=== Given data ===
______
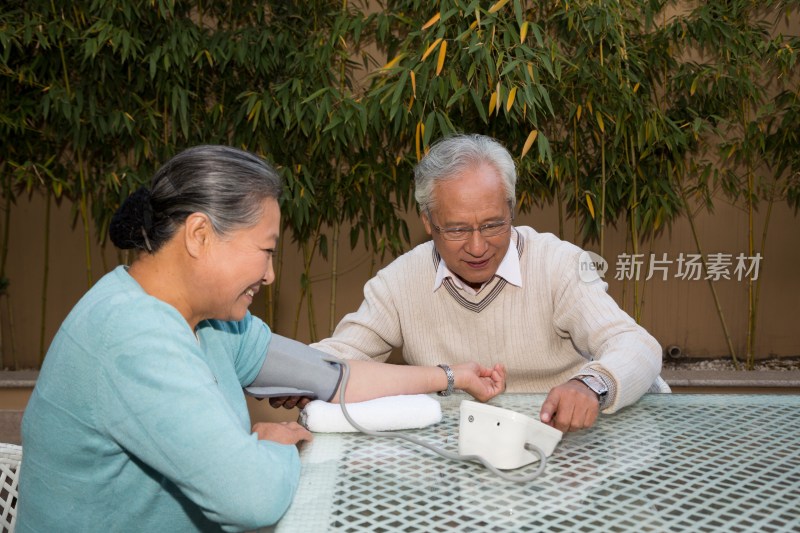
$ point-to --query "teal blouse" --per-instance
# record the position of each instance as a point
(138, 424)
______
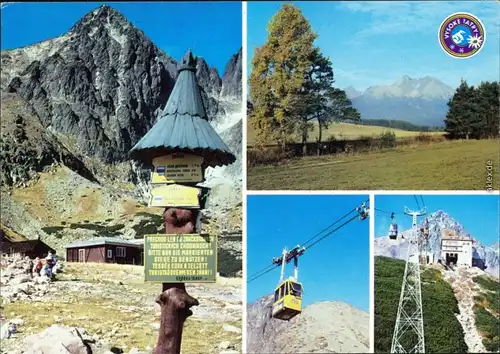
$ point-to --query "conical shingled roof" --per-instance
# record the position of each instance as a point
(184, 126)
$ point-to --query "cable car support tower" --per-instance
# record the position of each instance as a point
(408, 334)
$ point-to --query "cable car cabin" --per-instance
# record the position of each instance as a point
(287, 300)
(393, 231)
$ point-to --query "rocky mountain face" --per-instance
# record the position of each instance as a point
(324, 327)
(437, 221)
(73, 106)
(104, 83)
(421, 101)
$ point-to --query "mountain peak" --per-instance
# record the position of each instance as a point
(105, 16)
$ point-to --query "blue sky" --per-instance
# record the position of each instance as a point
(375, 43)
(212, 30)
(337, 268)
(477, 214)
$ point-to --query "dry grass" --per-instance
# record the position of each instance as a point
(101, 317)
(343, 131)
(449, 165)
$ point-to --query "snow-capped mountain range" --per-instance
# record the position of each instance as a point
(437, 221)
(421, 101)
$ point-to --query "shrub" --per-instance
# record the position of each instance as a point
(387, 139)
______
=== Exercise aim ===
Locate the word "mountain" in the data above. Copy every line carrying it.

=== Response below ===
$ point-to --query "rocky mountain face" --per-instance
$ point-to --query "mountain peak" --per-instance
$ point-to --query "snow-capped mountain range" --per-instance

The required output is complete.